Records for the task.
* * * * * * *
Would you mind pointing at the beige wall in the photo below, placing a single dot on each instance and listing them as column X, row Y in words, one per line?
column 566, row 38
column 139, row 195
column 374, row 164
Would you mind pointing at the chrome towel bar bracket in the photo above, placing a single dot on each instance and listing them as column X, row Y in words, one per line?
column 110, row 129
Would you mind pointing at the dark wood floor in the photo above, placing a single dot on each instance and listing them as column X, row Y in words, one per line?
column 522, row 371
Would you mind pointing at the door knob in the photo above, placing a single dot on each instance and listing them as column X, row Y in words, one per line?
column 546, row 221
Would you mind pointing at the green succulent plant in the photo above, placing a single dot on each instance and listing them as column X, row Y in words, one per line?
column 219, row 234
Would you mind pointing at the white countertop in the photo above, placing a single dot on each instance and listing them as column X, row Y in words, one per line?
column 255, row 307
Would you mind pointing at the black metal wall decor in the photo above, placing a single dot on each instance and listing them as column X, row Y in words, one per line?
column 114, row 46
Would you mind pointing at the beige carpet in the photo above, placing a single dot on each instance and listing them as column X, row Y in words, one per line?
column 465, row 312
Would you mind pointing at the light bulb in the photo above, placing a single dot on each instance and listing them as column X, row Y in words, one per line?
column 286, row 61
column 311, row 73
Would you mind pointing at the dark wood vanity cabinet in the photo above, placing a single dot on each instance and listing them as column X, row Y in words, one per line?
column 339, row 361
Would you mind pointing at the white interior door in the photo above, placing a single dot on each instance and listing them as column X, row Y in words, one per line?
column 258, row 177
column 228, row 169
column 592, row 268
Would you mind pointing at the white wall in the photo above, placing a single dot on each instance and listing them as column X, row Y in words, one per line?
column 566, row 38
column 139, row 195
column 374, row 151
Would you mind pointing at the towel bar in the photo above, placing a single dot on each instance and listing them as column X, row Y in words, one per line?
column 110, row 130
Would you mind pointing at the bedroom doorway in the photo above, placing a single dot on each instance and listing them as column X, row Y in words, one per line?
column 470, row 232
* * * * * * *
Word for word, give the material above a second time.

Would you mind pointing at the beige wall in the photo below, placing a single dot on each instance and listing them as column X, row Y in words, one per line?
column 566, row 38
column 139, row 195
column 374, row 164
Would you mind pointing at the chrome towel bar bracket in the photo above, placing a single dot on each instance and listing them as column X, row Y in words, one per line?
column 110, row 129
Would you mind pointing at the dark wood floor in the photo above, placing a single dot on each instance and listing them as column X, row Y in words, one per line?
column 522, row 371
Would you mind pointing at the door knob in the photo above, placing a single dot on each instance and listing them as column X, row Y in words, one per line?
column 546, row 221
Would you mind pointing at the green succulent plant in the photo above, placing a single dot on each instance and listing them as column X, row Y in words, one per line?
column 219, row 234
Would you mind pointing at the white countertop in the photo above, placing a single dot on each instance and listing them as column X, row Y in words, one per line?
column 255, row 307
Would you mind pointing at the black metal wall decor in the photo above, placing a single dot on each instance and listing them as column X, row Y in words, one per line?
column 114, row 46
Would you mind pointing at the beige carpet in the photo above, placing a single dot on each instance and listing them as column X, row Y in words, one per line?
column 465, row 312
Would you mind pointing at the light bulb in the photo above, placing a single dot on each instance and listing them as column X, row Y in words, one per line?
column 286, row 61
column 311, row 73
Would you mind pointing at the dark wood vanity cabinet in the photo above, placing a single dot on each instance and listing them as column X, row Y in words, one per line?
column 339, row 361
Would you mind pointing at the white interior door in the photo above, placing a single dot on each instance and listing them as column X, row Y in words, one per line?
column 258, row 177
column 228, row 169
column 592, row 268
Would you mind pointing at the white wall in the photo above, placing a single dot on each instance and listing them as column X, row Y in words, one per line?
column 566, row 38
column 139, row 195
column 374, row 151
Would you mind pointing at the towel bar in the photo above, placing a single dot on each instance and listing them as column X, row Y in words, one per line?
column 110, row 130
Would you mind pointing at the bedroom doorway in the photo above, placing a single dot on each instance and listing them as column X, row Y in words, one per line?
column 470, row 232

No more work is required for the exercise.